---- TEXT PASSAGE

Kerry Bridges (right) and her attorney, Jim Moir (left), listen as Judge Richard McNamara speaks in Merrimack County Superior Court in April 2016.
Kerry Bridges (right) and her attorney, Jim Moir (left), listen as Judge Richard McNamara speaks in Merrimack County Superior Court in April 2016.

The state attorney general’s office will not retry a former traveling nurse accused of diverting drugs while working at Concord Hospital last year.

Kerry Bridges, 47, of Warren, Maine, was acquitted of four felony drug charges in late May, but jurors were unable to reach a unanimous verdict on seven others after several hours of deliberation.

Assistant New Hampshire Attorney General Brooke Belanger said she dismissed the seven undecided counts still pending against Bridges in Merrimack County Superior Court last week. Belanger said she decided not to move forward with the case after a further review of the evidence and after having the chance to speak with jurors.

Bridges’s attorney, Jim Moir, said jurors were split 11-1 on the seven charges, with most believing Bridges was not guilty.

Bridges was accused of diverting several drugs, including morphine, Dilaudid, fentanyl and Vicodin from Concord Hospital in early 2015.

Bridges said Wednesday she is relieved that prosecutors dismissed the seven remaining charges against her, but noted she is still fighting an uphill battle to clear her name.

“My reputation has been so damaged, it’s irreparably damaged,” she said. “I lost several jobs from the negative press.”

Prosecutors claimed Bridges stole liquid painkillers from the hospital’s supply and covered her tracks by writing bogus medication orders from doctors. Conversely, her attorney said there was no evidence to prove the allegations. He compared the investigation into Bridges’s short tenure at the hospital to a witch hunt.

The New Hampshire Board of Nursing issued an emergency order on May 22 that suspended Bridges’s privilege to practice nursing in the state until a further hearing is held. Bridges said Wednesday she is still waiting for that hearing.

Bridges has previously worked in hospitals in Maine, Massachusetts and California, but said when other states learned about the charges, she lost those jobs.

“Everyone is waiting on New Hampshire. I’m not able to practice as a nurse at this time,” said Bridges, who worked as a nurse for 18 years.

Bridges has no criminal record.

During her several-day trial in Concord in May, jurors viewed hospital records and surveillance footage that prosecutors and hospital administrators said showed suspicious behavior by Bridges. They accused her of removing painkillers from a locked dispensary and then walking straight into the staff break room.

Bridges testified that she used the break room, but not for the reasons alleged. She said she would check her phone, grab a snack or use the employee bathroom.

Moir said during the trial that prosecutors and hospital staff assumed Bridges’s guilt from the beginning, despite uncovering no evidence of a motive, no signs of drug use, and no actual footage or eyewitness accounts of her pocketing any drugs.

Bridges said Wednesday she hopes to move forward with her life, but still feels suspended in time.

“I’m not sure where to go from here.”

--------
---- INFORMATION GIVEN

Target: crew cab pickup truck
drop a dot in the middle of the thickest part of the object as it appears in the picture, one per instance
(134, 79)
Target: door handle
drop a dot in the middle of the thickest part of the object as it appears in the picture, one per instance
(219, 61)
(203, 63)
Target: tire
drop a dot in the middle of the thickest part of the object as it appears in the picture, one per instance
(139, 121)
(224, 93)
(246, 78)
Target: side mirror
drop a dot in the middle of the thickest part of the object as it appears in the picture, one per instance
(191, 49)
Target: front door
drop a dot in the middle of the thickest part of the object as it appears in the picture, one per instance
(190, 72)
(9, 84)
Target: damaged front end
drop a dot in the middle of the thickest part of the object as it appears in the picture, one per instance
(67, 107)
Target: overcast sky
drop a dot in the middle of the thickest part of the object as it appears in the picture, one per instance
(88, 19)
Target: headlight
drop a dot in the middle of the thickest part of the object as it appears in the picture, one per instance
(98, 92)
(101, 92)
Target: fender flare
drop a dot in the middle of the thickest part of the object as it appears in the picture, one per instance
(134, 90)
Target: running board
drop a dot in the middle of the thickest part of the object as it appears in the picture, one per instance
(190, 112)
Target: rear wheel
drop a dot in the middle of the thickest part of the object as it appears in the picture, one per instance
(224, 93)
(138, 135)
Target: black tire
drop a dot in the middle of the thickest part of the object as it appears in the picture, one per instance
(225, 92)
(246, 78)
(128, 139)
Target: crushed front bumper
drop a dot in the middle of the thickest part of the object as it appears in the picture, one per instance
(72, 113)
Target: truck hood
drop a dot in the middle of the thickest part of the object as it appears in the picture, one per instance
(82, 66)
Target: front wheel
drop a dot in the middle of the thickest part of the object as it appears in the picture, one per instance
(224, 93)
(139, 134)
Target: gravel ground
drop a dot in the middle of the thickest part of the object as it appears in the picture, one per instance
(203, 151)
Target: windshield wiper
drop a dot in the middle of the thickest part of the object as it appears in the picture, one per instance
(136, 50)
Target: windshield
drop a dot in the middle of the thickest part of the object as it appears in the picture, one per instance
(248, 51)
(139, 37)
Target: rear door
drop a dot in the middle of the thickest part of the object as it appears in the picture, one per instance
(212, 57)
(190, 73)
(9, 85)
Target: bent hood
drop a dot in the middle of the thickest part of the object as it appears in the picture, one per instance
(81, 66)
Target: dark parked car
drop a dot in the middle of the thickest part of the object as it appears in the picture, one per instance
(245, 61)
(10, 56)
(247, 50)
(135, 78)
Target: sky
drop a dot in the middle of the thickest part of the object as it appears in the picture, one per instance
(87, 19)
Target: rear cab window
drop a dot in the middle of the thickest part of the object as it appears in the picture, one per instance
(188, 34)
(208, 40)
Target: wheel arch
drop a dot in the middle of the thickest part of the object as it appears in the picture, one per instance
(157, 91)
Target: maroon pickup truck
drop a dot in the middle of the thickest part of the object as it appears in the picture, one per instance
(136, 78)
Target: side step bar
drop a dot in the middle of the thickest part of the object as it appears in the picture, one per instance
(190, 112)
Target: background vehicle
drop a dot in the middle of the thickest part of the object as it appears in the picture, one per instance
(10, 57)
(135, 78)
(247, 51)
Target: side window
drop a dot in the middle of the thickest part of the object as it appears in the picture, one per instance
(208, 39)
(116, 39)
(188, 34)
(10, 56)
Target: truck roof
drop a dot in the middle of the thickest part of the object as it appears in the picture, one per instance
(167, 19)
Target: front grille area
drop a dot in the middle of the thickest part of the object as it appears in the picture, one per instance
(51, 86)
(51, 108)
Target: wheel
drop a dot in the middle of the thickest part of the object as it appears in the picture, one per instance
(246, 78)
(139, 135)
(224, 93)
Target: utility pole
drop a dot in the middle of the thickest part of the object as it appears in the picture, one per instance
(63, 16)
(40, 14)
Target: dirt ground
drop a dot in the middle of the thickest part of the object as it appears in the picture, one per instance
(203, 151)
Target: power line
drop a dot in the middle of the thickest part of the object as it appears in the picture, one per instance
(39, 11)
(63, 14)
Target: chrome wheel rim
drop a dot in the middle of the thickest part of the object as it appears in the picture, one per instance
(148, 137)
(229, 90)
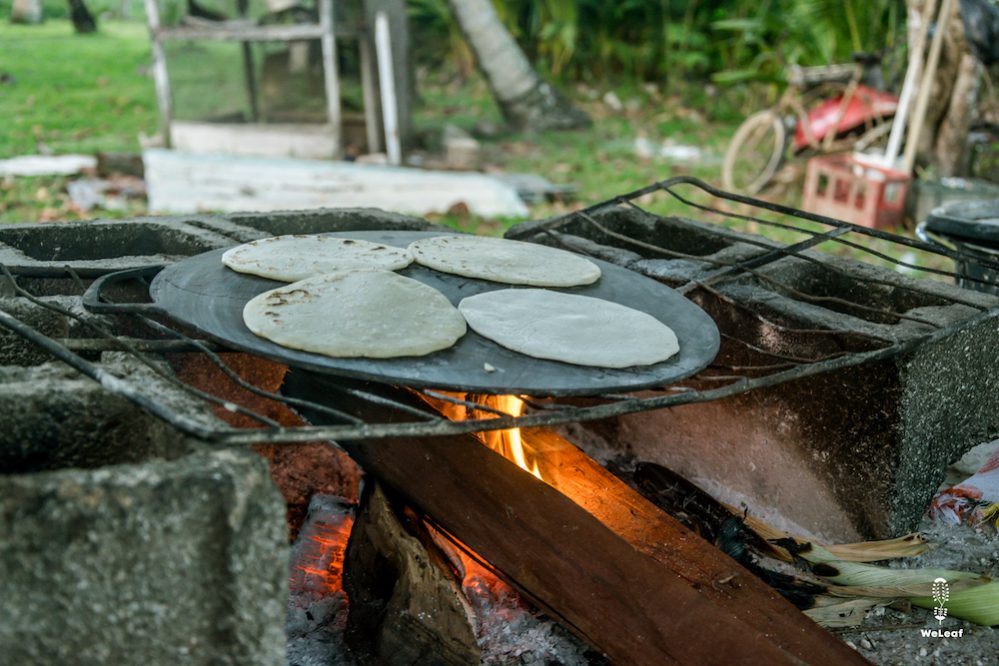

--------

- TASK STATEMENT -
In the news article about the former traveling nurse, why did the prosecutor drop the seven undecided charges instead of retrying them? Answer in one to three sentences.

- WRITTEN RESPONSE -
Assistant Attorney General Brooke Belanger dismissed the seven counts because, after further reviewing the evidence and speaking with jurors, she decided not to move forward with the case.